───── TEXTO ─────
A narrativa fantástica

Por Felipe Fiamenghi

Em todas as civilizações, desde o início da humanidade, foram utilizadas substâncias que alterassem a percepção da realidade. Muitas delas, inclusive, eram consideradas místicas, pois permitiam que os homens “conversassem com os deuses”.

Também não faltaram lendas, folclores e narrativas fantásticas. Divindades poderosas, criaturas protetoras, Seres sobrenaturais… Tudo que pudesse nos criar a ilusão de que existe algo além daquilo que conhecemos.

Considerando a história humana e as dificuldades enfrentadas ao logo dos séculos, é totalmente compreensível. Em um mundo lotado de desafios e adversidades, a realidade pura e simples nem sempre (ou quase nunca) é um estímulo suficiente para seguir em frente.
─────
> _SEU OBJETIVO_
Por favor, responda em uma frase: segundo o texto sobre a narrativa fantástica, por que muitas das substâncias que alteravam a percepção da realidade eram consideradas místicas?
───── TRECHOS DE DADOS ─────
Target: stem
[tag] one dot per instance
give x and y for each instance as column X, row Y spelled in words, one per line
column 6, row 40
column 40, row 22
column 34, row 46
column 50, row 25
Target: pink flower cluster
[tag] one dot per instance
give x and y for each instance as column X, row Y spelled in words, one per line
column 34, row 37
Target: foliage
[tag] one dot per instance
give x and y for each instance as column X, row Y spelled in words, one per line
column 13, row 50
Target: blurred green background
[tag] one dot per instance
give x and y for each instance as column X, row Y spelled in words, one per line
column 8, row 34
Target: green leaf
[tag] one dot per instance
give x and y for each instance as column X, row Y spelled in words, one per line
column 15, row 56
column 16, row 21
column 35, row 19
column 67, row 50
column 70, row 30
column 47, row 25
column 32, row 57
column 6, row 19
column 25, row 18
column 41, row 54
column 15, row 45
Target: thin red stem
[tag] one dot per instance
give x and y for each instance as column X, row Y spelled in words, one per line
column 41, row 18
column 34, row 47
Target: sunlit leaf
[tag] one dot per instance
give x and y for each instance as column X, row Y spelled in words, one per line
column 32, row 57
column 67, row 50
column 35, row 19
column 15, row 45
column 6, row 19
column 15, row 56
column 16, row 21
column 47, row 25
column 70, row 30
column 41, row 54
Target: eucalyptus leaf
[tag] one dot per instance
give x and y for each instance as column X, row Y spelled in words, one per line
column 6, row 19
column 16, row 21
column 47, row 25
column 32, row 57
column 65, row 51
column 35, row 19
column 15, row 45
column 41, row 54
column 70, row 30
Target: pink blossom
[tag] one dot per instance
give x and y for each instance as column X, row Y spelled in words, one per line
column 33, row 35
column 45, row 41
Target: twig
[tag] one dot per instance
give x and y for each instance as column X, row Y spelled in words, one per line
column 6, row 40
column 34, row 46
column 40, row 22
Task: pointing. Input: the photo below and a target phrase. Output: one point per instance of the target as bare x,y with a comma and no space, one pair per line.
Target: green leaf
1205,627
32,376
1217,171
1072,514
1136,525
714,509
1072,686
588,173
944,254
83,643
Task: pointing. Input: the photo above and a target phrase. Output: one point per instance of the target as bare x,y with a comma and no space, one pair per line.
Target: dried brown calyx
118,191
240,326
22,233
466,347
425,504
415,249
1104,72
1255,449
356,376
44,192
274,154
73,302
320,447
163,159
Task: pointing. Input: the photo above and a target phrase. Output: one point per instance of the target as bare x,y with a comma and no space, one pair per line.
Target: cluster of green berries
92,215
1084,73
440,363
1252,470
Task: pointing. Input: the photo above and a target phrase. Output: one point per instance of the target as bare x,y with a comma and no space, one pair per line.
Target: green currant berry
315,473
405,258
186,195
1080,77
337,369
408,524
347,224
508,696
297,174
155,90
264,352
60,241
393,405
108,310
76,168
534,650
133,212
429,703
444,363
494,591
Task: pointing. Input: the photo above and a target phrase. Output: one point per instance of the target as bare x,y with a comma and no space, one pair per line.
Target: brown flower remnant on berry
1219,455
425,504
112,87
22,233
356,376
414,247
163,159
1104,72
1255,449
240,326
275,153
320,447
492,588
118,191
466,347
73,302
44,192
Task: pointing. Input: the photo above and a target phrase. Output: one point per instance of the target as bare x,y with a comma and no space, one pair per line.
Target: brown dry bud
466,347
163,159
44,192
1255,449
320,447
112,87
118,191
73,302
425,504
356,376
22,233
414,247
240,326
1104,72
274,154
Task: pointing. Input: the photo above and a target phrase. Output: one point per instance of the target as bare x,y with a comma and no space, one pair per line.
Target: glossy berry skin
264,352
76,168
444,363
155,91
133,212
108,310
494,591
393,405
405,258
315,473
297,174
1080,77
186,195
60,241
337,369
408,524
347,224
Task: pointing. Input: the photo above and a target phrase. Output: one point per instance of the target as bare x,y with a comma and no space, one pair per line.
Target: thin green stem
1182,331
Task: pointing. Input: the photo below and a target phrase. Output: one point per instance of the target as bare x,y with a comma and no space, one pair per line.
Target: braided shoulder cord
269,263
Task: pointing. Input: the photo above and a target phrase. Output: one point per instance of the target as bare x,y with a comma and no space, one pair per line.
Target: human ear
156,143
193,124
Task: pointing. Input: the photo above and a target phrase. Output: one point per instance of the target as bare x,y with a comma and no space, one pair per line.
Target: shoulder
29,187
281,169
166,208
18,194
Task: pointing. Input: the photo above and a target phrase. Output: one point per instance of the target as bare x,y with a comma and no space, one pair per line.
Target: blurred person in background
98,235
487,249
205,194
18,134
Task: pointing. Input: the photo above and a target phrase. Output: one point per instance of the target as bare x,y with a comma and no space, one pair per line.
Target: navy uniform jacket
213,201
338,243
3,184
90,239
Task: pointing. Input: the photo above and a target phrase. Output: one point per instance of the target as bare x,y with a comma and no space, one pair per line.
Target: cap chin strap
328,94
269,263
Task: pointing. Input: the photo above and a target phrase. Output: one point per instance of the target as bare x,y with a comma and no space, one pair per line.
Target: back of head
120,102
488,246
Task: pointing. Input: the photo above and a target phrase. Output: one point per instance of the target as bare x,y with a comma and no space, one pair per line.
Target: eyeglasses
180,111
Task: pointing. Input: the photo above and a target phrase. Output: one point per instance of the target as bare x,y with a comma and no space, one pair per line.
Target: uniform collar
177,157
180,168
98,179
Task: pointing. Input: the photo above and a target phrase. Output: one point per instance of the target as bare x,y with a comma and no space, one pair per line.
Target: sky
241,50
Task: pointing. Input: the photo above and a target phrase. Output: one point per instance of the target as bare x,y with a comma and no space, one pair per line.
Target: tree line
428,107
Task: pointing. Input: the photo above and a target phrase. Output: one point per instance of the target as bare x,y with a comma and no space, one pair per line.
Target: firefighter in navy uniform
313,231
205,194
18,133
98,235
─────
> _ÁREA DE RESPOSTA_
Porque permitiam que os homens “conversassem com os deuses”.